SHORT PROBLEM. Can you copy out each of the lines below word for word, leaving the picture out?

════════════════════

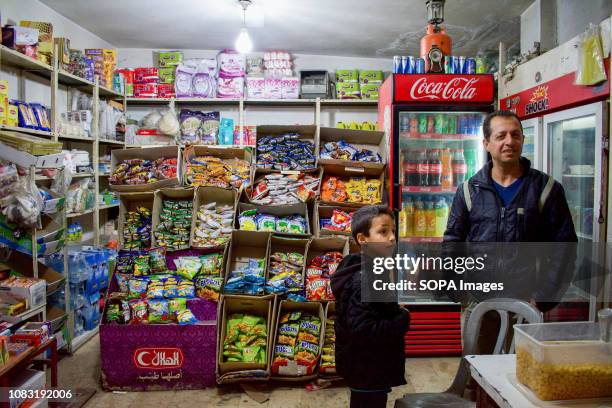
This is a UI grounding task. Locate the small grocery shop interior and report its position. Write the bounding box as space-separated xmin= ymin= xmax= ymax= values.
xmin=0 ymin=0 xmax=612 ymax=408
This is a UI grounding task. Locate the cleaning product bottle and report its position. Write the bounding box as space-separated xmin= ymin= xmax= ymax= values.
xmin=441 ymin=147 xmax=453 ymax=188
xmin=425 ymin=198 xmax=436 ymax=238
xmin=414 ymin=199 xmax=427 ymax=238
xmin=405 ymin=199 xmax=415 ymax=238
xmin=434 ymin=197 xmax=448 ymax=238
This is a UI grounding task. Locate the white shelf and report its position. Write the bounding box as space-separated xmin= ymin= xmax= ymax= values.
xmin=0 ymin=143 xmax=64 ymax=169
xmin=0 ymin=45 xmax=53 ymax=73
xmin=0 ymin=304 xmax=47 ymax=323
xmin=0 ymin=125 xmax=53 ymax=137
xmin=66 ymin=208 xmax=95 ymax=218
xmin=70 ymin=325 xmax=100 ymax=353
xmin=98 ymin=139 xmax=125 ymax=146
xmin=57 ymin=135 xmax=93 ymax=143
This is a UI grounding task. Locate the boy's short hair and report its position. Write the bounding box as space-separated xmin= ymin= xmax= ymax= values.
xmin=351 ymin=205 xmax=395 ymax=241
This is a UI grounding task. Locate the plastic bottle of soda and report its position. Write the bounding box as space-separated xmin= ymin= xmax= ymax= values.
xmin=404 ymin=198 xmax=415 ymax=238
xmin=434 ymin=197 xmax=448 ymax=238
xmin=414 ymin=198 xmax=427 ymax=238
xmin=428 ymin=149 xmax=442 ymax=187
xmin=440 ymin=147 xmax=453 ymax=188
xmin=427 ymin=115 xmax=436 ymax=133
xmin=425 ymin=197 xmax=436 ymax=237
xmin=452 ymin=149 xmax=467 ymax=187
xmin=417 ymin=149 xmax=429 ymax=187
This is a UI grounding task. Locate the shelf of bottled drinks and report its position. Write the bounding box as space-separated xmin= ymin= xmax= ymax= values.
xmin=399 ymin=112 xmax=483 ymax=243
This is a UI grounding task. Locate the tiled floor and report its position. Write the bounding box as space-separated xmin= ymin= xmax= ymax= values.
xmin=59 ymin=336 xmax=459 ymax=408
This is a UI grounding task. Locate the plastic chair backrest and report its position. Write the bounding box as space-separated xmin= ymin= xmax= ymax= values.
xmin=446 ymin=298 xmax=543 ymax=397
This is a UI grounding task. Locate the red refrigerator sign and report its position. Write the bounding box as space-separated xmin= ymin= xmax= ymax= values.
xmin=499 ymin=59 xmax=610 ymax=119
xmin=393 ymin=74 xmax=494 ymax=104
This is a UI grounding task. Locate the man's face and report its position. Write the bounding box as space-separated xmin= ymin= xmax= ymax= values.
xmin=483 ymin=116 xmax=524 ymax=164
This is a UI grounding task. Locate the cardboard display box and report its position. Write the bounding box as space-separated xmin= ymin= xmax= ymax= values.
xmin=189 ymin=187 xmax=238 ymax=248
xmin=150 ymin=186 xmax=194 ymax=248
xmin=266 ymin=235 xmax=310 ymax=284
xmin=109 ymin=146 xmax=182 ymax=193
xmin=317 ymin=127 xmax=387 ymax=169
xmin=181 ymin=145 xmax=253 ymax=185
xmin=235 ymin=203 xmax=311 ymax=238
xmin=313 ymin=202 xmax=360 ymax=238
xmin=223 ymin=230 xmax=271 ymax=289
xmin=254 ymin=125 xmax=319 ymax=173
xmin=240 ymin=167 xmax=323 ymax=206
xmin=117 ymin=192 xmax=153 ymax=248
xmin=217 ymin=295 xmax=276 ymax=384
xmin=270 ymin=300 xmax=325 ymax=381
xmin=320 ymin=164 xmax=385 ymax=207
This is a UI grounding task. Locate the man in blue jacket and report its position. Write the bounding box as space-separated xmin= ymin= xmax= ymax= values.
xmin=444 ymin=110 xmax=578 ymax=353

════════════════════

COMPLETE OUTPUT.
This is a UI grounding task. Locate the small grocery shop interior and report its position. Write the bounding box as space-separated xmin= ymin= xmax= ymax= values.
xmin=0 ymin=0 xmax=612 ymax=408
This is a UI grounding task. Locate the cleaning product bottle and report its position. Write the bounding box as space-separated xmin= ymin= xmax= ymax= values.
xmin=441 ymin=147 xmax=453 ymax=188
xmin=425 ymin=198 xmax=436 ymax=238
xmin=414 ymin=199 xmax=427 ymax=238
xmin=405 ymin=199 xmax=415 ymax=238
xmin=434 ymin=197 xmax=448 ymax=238
This is a UI grounding task. Locate the white shelf and report its position. Write the bounding box as space-separated xmin= ymin= xmax= ymax= values.
xmin=0 ymin=143 xmax=64 ymax=169
xmin=0 ymin=45 xmax=53 ymax=73
xmin=0 ymin=304 xmax=47 ymax=323
xmin=0 ymin=125 xmax=53 ymax=137
xmin=66 ymin=208 xmax=95 ymax=218
xmin=70 ymin=325 xmax=100 ymax=353
xmin=98 ymin=139 xmax=125 ymax=146
xmin=57 ymin=135 xmax=93 ymax=143
This is a UI grounding task. Locate the boy's short hair and report its position. Write the bounding box as space-separated xmin= ymin= xmax= ymax= values.
xmin=351 ymin=205 xmax=395 ymax=241
This is a UI grounding task. Locate the plastic bottle of soda and report its position. Write the bounding box as space-separated xmin= ymin= xmax= ymax= values.
xmin=404 ymin=198 xmax=415 ymax=238
xmin=434 ymin=197 xmax=448 ymax=238
xmin=414 ymin=198 xmax=427 ymax=238
xmin=428 ymin=149 xmax=442 ymax=187
xmin=440 ymin=147 xmax=453 ymax=188
xmin=427 ymin=115 xmax=436 ymax=133
xmin=425 ymin=197 xmax=436 ymax=237
xmin=452 ymin=149 xmax=467 ymax=187
xmin=417 ymin=149 xmax=429 ymax=187
This is a UI grounding task. Locate the shelf of bottled drinks and report its position. Write the bounding box as space-separated xmin= ymin= xmax= ymax= values.
xmin=399 ymin=112 xmax=483 ymax=243
This is a UI grounding task. Locate the tiled floor and report its position. Write the bounding box as space-separated xmin= ymin= xmax= ymax= values.
xmin=59 ymin=336 xmax=459 ymax=408
This is a UI grounding task. Locate the plastic chair backrest and report its position. Write the bounding box as space-separated xmin= ymin= xmax= ymax= values.
xmin=446 ymin=298 xmax=543 ymax=397
This is a UI grounding task. Locate the red refrigerator sign and report its position. Write the bounding box as space-separated xmin= ymin= xmax= ymax= values.
xmin=499 ymin=59 xmax=610 ymax=119
xmin=393 ymin=74 xmax=494 ymax=104
This is a UI grounding task. Locate the man's face and report its position. Write the bounding box as space-separated xmin= ymin= xmax= ymax= values.
xmin=483 ymin=116 xmax=524 ymax=164
This is a UI grounding task. Locate the cardboard display box and report its position. Write the bounding box as space-separated xmin= ymin= xmax= ymax= values.
xmin=189 ymin=187 xmax=238 ymax=248
xmin=150 ymin=186 xmax=194 ymax=248
xmin=266 ymin=235 xmax=310 ymax=284
xmin=109 ymin=146 xmax=182 ymax=193
xmin=317 ymin=127 xmax=387 ymax=169
xmin=181 ymin=145 xmax=253 ymax=185
xmin=235 ymin=203 xmax=311 ymax=238
xmin=313 ymin=202 xmax=360 ymax=238
xmin=223 ymin=230 xmax=271 ymax=289
xmin=254 ymin=125 xmax=319 ymax=173
xmin=240 ymin=167 xmax=323 ymax=206
xmin=117 ymin=192 xmax=153 ymax=248
xmin=217 ymin=295 xmax=276 ymax=384
xmin=270 ymin=300 xmax=325 ymax=381
xmin=320 ymin=164 xmax=385 ymax=207
This is a UI grounding task. Locate the man in blue jacket and report its position. Write the bounding box as space-separated xmin= ymin= xmax= ymax= values.
xmin=444 ymin=110 xmax=578 ymax=353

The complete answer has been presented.